> Source text:
A multiplicative adjustment to independent marginal densities creates valid bivariate distributions for Poisson and binomial pairs that allow negative correlations.

A machine-rendered reading of the paper's core claim, the machinery that carries it, and where it could break.

The paper shows how to start from any two given marginal distributions for count variables and build a joint distribution that matches those marginals exactly while permitting either positive or negative dependence. The joint density is formed by multiplying the product of the marginals by one plus a scalar parameter times the product of two bounded adjustment functions that each have mean zero under their marginal. Independence sits at an interior point of the allowable parameter range, so negative values of the parameter produce negative correlation without changing the marginal shapes. The construction is worked out in detail for Poisson marginals and then for binomial marginals, with concrete illustrations on plant competition counts and on a meta-analysis of alcohol screening questionnaire responses.

> Your tasks:
• A. Summarize the source text in two sentences.
• B. According to the source text, what three aspects of the paper does the machine-rendered reading cover? List them.
• C. Where in the allowable parameter range does independence sit, according to the source text?

> Stored rows:
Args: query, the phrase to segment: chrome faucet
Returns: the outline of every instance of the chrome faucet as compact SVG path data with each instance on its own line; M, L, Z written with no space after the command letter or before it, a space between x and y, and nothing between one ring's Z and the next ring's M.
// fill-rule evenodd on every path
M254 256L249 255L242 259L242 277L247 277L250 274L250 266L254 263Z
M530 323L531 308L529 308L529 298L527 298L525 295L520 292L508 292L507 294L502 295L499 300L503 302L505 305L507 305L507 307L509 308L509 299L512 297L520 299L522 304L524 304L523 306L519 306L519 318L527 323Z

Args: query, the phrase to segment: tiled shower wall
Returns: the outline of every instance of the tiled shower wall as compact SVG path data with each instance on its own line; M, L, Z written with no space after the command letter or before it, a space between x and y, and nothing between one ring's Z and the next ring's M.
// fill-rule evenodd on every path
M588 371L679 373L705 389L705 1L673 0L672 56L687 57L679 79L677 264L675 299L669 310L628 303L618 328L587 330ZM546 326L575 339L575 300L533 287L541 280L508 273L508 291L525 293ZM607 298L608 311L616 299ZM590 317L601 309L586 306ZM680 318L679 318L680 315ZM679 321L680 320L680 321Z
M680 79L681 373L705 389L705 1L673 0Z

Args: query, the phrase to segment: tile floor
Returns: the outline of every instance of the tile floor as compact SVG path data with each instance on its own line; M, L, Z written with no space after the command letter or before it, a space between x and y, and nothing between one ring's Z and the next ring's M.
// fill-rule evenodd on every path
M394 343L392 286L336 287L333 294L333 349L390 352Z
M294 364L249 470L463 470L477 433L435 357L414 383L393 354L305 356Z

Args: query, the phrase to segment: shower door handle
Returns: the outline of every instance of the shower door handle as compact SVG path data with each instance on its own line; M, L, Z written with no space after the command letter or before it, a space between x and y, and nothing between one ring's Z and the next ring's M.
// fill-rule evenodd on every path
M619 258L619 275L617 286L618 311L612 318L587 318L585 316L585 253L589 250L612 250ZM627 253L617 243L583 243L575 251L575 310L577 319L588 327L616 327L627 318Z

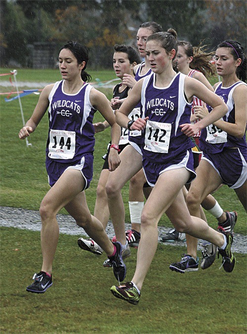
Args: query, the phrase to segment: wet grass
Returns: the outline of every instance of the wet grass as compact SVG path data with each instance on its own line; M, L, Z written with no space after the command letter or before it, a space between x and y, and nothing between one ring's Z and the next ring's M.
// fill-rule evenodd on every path
M1 73L7 72L1 70ZM57 74L51 70L18 70L18 80L53 82L60 79L55 78ZM102 75L102 81L108 80L107 73ZM98 73L95 74L97 77L100 78ZM111 89L101 90L111 98ZM34 94L22 98L26 121L38 99ZM18 137L22 126L18 100L6 103L1 96L0 108L0 205L37 210L49 189L44 166L47 116L30 137L32 147L27 147L25 141ZM96 113L95 122L101 119ZM110 136L109 129L96 134L94 178L86 191L91 212L103 162L101 157ZM123 196L128 222L128 185ZM237 211L235 231L246 235L246 213L234 192L224 186L214 196L224 209ZM215 218L206 215L209 224L215 227ZM160 224L171 227L165 215ZM3 227L0 232L2 333L246 333L246 255L236 254L236 268L231 274L223 268L218 270L218 260L207 270L180 275L169 271L168 266L180 258L186 251L185 247L159 245L141 301L134 306L112 295L110 288L117 281L112 270L103 267L105 257L82 251L75 236L60 236L53 286L41 295L26 292L26 287L41 263L40 233ZM126 260L127 280L132 277L136 260L134 249Z
M7 73L9 69L1 69L1 73ZM53 72L54 71L54 72ZM4 72L5 71L5 72ZM89 72L89 71L88 71ZM36 81L42 82L44 78L51 79L53 81L60 80L55 78L58 70L18 70L18 80L28 81L33 78ZM53 74L52 74L52 73ZM109 74L111 74L111 76ZM49 77L49 75L51 77ZM111 71L95 72L94 77L114 79ZM101 76L101 77L100 76ZM6 78L1 77L1 79ZM107 96L112 97L111 88L101 87L100 90ZM38 102L39 96L32 94L21 98L25 120L31 116ZM0 205L2 206L35 209L39 209L40 204L49 189L45 168L45 148L48 132L48 119L45 115L36 130L28 138L32 143L27 147L25 141L21 141L18 134L22 126L20 107L18 100L5 102L3 95L0 96L0 166L1 197ZM94 122L102 120L99 113L96 113ZM89 209L93 212L96 199L96 189L103 163L102 159L106 152L107 144L110 139L110 128L95 135L96 144L94 152L94 176L90 188L86 191ZM129 221L128 211L128 184L123 190L125 211L126 221ZM229 211L236 210L238 213L238 223L235 231L236 233L246 234L246 214L232 189L225 186L221 187L214 195L222 208ZM62 212L66 213L65 210ZM216 219L206 212L209 224L215 227ZM161 219L160 225L172 227L169 220L164 215Z
M105 257L80 250L77 236L60 235L52 287L28 293L41 262L40 233L0 229L0 330L2 333L245 333L246 256L236 254L230 273L216 260L206 270L184 275L168 266L184 247L158 245L138 305L116 298L117 284ZM126 280L137 251L126 259Z

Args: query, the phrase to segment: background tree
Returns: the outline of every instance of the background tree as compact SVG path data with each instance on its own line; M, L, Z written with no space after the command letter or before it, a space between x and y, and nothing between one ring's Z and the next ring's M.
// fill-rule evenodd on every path
M135 45L140 24L155 21L173 28L179 39L208 48L227 38L246 49L246 0L0 0L1 65L28 65L35 42L58 50L70 40L88 48L90 66L111 68L114 44ZM205 41L205 39L206 39ZM57 54L54 56L56 57Z

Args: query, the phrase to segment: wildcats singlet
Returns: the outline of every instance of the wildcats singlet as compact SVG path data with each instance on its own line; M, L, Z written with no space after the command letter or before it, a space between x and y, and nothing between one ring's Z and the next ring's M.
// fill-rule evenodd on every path
M148 116L149 120L143 133L142 151L151 161L165 163L194 146L179 127L190 123L192 103L186 101L184 92L186 77L177 73L165 87L155 85L154 73L144 79L141 104L143 116Z
M49 95L49 131L46 156L60 163L76 161L92 153L92 125L96 110L89 100L92 86L84 83L76 94L64 92L64 81L56 82Z
M137 68L137 70L136 71L136 73L135 74L135 79L136 81L139 81L140 79L142 79L143 78L145 78L145 77L147 77L147 76L149 75L152 73L152 71L151 69L150 69L148 72L143 76L142 76L140 74L140 72L141 70L141 69L142 67L144 66L145 65L145 62L143 62L141 63L141 64L140 64L138 68ZM142 115L141 115L141 102L140 102L134 108L133 110L131 112L131 113L129 114L128 115L129 118L130 118L131 120L132 120L133 121L136 121L137 119L138 119L139 117L141 117ZM128 140L129 141L130 144L131 144L131 143L133 143L133 144L134 145L134 147L135 146L135 144L136 144L137 146L139 147L140 147L142 143L142 135L141 135L141 131L138 131L138 130L130 130L130 131L129 132L129 136L128 136ZM136 146L135 146L136 147Z
M113 98L121 100L122 99L126 98L128 96L128 92L130 89L129 87L127 86L123 91L121 93L119 92L119 88L122 84L123 84L122 83L118 84L114 87L114 89L113 89ZM130 118L129 116L129 118ZM125 145L128 143L128 130L127 129L125 129L124 127L121 127L121 135L120 136L119 145Z
M219 83L214 92L222 98L228 108L226 114L223 116L225 122L229 123L235 123L235 106L232 95L235 88L240 84L246 84L243 81L236 83L230 87L222 87L222 83ZM208 111L212 110L207 106ZM242 138L237 138L227 133L225 131L211 124L201 131L200 147L206 153L216 154L222 152L227 147L238 147L246 149L246 135Z

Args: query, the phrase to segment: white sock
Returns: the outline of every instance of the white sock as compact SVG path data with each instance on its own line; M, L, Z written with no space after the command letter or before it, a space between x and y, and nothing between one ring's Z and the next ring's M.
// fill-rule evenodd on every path
M220 248L220 250L224 250L225 248L226 247L226 245L227 245L227 239L226 239L226 236L224 234L223 234L223 236L224 237L224 240L225 240L225 242L224 243L223 246Z
M215 218L219 218L223 213L223 209L220 207L219 203L216 201L215 205L211 209L207 211L214 216Z
M135 285L135 284L133 282L132 282L132 281L131 281L131 283L133 284L133 286L135 288L135 289L137 290L138 293L140 294L140 293L141 293L141 292L138 289L137 287Z

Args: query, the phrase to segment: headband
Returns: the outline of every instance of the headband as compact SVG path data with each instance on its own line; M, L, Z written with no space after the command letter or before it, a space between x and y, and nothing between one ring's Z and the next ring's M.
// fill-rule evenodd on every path
M237 52L237 50L235 49L235 48L234 46L232 46L232 45L231 44L230 44L230 43L228 43L227 42L225 42L225 44L228 44L229 45L230 45L231 46L231 47L232 47L232 48L234 50L234 51L236 53L236 54L238 56L238 58L240 58L239 54Z

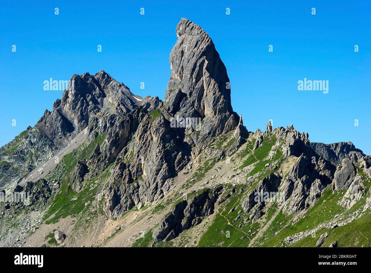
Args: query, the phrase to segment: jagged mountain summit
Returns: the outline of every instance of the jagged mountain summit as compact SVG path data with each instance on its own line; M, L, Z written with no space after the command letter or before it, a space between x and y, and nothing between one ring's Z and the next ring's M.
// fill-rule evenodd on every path
M164 101L74 75L0 149L1 192L28 195L1 203L0 245L370 246L371 157L292 124L249 131L211 38L175 31Z

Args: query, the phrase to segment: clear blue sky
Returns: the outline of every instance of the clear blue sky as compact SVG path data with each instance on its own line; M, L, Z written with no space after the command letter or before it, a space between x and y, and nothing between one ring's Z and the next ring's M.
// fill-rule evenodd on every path
M233 109L249 130L265 130L272 119L274 127L292 123L308 132L311 142L351 141L371 154L370 1L108 2L2 2L0 146L61 98L62 91L43 90L50 78L103 69L135 94L163 99L175 28L184 17L214 41ZM328 94L298 91L304 78L328 80Z

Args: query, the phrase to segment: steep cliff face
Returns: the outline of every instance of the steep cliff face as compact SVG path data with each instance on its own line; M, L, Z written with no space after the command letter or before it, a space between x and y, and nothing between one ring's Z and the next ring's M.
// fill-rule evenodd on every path
M73 246L283 246L367 216L371 157L311 143L292 124L248 131L210 37L184 19L176 32L164 102L103 70L74 75L51 111L0 148L0 194L30 194L0 206L0 245L43 245L58 223Z
M353 159L357 161L358 159L365 155L350 142L332 144L312 142L311 146L318 154L334 164L339 163L344 158Z
M227 70L213 41L200 26L182 18L171 51L171 75L164 104L172 115L200 118L200 133L209 137L234 130L239 118L231 105Z

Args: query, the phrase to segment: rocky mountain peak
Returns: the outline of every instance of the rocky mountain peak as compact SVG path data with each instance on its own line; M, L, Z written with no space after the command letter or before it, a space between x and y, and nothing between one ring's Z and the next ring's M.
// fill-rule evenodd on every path
M170 55L171 75L164 104L171 113L204 120L201 135L234 130L239 118L231 105L230 84L224 64L209 35L182 18Z

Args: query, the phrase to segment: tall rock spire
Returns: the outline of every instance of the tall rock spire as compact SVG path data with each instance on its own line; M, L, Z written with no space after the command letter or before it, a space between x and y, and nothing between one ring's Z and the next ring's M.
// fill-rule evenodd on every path
M184 18L176 31L178 39L170 55L172 72L165 97L167 110L203 119L201 134L214 136L234 130L239 118L231 105L227 69L211 38Z

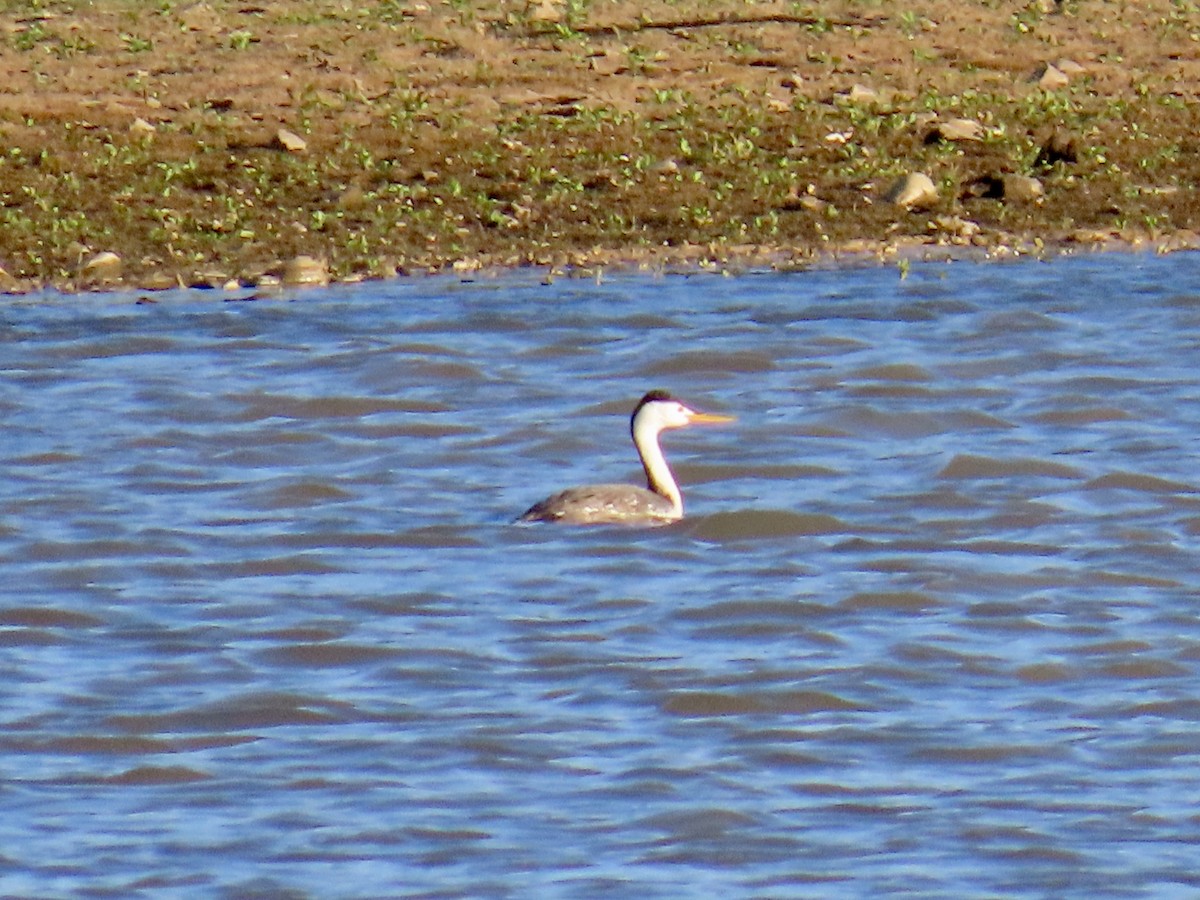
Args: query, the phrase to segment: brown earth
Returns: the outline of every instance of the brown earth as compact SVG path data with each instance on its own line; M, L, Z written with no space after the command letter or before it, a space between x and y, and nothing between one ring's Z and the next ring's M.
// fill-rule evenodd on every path
M0 0L0 288L1190 247L1198 92L1181 0Z

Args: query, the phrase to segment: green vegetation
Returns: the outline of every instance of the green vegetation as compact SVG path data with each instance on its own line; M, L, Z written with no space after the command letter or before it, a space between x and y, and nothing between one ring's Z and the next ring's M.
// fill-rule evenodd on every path
M298 254L335 277L794 265L1200 228L1196 113L1159 65L1192 53L1193 4L964 6L0 0L0 284L86 284L106 250L156 286ZM1066 85L1033 83L1070 53ZM947 119L977 139L931 139ZM883 199L908 172L931 208ZM1008 175L1044 196L998 196Z

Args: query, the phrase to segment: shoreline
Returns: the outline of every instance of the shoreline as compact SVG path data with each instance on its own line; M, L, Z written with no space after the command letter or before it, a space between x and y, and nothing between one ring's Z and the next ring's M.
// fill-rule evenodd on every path
M0 41L5 293L1200 247L1168 0L44 0Z

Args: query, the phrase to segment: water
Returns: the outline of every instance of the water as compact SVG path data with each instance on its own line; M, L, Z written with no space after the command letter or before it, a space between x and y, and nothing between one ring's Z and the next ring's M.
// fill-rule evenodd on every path
M1195 256L134 300L0 312L4 895L1200 890Z

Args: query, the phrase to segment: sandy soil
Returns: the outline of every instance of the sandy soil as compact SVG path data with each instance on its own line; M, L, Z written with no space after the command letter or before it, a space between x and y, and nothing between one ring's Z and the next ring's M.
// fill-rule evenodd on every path
M0 0L0 288L1190 247L1198 91L1181 0Z

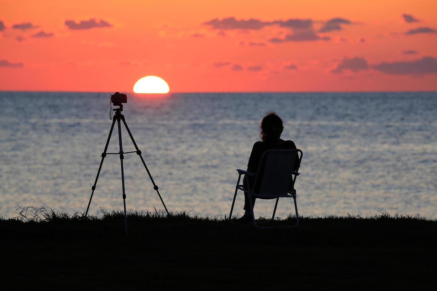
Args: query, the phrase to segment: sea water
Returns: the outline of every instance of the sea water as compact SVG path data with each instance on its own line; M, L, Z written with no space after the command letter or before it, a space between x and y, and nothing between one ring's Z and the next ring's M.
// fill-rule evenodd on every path
M110 94L0 92L0 215L16 216L17 205L85 211ZM303 152L300 214L437 216L437 92L128 94L122 113L169 210L224 216L271 111ZM135 151L121 133L124 151ZM118 142L116 123L108 152ZM124 163L127 208L163 209L139 157ZM243 200L239 193L234 214ZM256 215L270 216L274 202L257 201ZM108 155L90 213L122 208L119 156ZM280 199L277 216L293 211Z

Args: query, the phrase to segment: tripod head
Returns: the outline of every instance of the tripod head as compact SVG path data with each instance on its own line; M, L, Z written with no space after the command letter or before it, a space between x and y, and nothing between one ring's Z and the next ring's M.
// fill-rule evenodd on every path
M115 111L116 115L120 114L120 112L123 111L123 104L122 103L128 103L128 96L125 94L121 94L118 92L115 92L111 96L109 101L111 103L111 108L112 109L112 110L110 110L109 111L109 119L111 120L112 119L111 115L112 111ZM114 104L114 106L119 106L120 107L118 108L112 109L113 104Z

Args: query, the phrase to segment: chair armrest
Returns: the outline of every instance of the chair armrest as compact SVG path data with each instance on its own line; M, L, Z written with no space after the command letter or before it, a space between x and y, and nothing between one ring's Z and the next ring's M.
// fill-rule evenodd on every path
M248 172L247 171L244 171L240 169L237 169L237 171L238 172L238 174L240 175L247 175L250 176L255 176L257 174L255 173L252 173L251 172Z

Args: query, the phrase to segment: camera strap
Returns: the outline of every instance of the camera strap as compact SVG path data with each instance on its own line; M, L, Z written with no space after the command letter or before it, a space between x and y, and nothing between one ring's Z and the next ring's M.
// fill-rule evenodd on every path
M109 110L109 120L112 120L112 97L109 97L109 104L111 106L111 109Z

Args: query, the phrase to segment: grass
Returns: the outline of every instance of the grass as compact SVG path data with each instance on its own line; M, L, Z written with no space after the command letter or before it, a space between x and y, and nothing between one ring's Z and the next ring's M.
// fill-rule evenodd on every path
M84 217L43 208L0 219L2 286L14 289L364 289L435 284L437 220L301 217L256 229L180 212ZM265 219L261 218L261 219ZM274 226L292 225L295 217Z

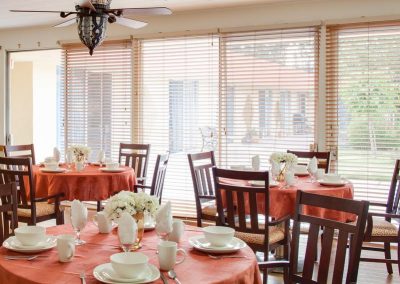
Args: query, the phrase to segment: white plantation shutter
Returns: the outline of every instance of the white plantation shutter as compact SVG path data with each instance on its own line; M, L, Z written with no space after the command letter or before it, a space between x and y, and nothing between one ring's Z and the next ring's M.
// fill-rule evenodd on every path
M386 202L400 158L400 22L327 28L327 147L357 199Z
M316 27L226 34L221 38L224 166L251 166L260 155L309 150L315 142Z
M187 153L216 145L219 40L210 35L140 44L138 142L151 144L148 176L156 154L170 151L163 200L172 201L174 215L195 216Z
M132 43L106 42L93 56L82 45L63 48L60 146L83 144L92 149L89 161L101 149L116 160L119 143L131 142Z

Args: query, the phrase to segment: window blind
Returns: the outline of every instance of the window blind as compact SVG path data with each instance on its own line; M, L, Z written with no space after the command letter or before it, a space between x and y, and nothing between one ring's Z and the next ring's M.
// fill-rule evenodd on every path
M64 45L64 96L60 148L82 144L118 159L119 143L131 142L132 43L103 43L90 56L82 45Z
M315 142L319 28L225 34L221 38L223 166L261 167L272 152Z
M139 141L156 154L170 151L163 200L173 213L195 216L187 153L216 146L219 39L212 35L143 40L140 43Z
M386 202L400 157L400 23L327 28L327 148L355 197Z

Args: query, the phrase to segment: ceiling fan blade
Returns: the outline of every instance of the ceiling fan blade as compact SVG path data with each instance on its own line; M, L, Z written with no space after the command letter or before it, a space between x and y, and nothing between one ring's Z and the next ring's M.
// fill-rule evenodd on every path
M172 14L172 11L166 7L121 8L121 9L110 9L110 10L114 10L114 11L122 10L122 14L125 16L171 15Z
M22 12L22 13L71 13L76 14L76 12L65 12L65 11L39 11L39 10L10 10L10 12Z
M76 23L76 18L69 19L68 21L64 21L62 23L59 23L58 25L53 26L53 28L63 28L63 27L68 27L70 25L73 25Z
M90 0L77 0L76 3L83 8L89 8L90 10L96 12L96 8L93 6L92 1Z
M116 17L116 20L117 20L116 21L117 24L129 27L132 29L140 29L140 28L143 28L144 26L147 26L147 23L145 23L145 22L122 18L122 17Z

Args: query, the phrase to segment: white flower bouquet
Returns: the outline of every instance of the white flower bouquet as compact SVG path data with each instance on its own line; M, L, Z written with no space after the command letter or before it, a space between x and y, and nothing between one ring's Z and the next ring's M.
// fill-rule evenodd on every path
M72 153L75 162L84 162L89 157L91 149L84 145L72 145L67 151Z
M158 198L144 192L121 191L107 200L104 212L110 220L118 220L123 212L130 215L147 212L154 216L159 208Z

> The replies:
• A. The paper builds a joint distribution for two count variables that matches any two given marginals exactly. It does this by multiplying the product of the marginals by one plus a scalar parameter times two bounded, mean-zero adjustment functions, which allows both positive and negative dependence and is worked out for Poisson and binomial marginals.

• B.
- The paper's core claim
- The machinery that carries it
- Where it could break

• C. At an interior point.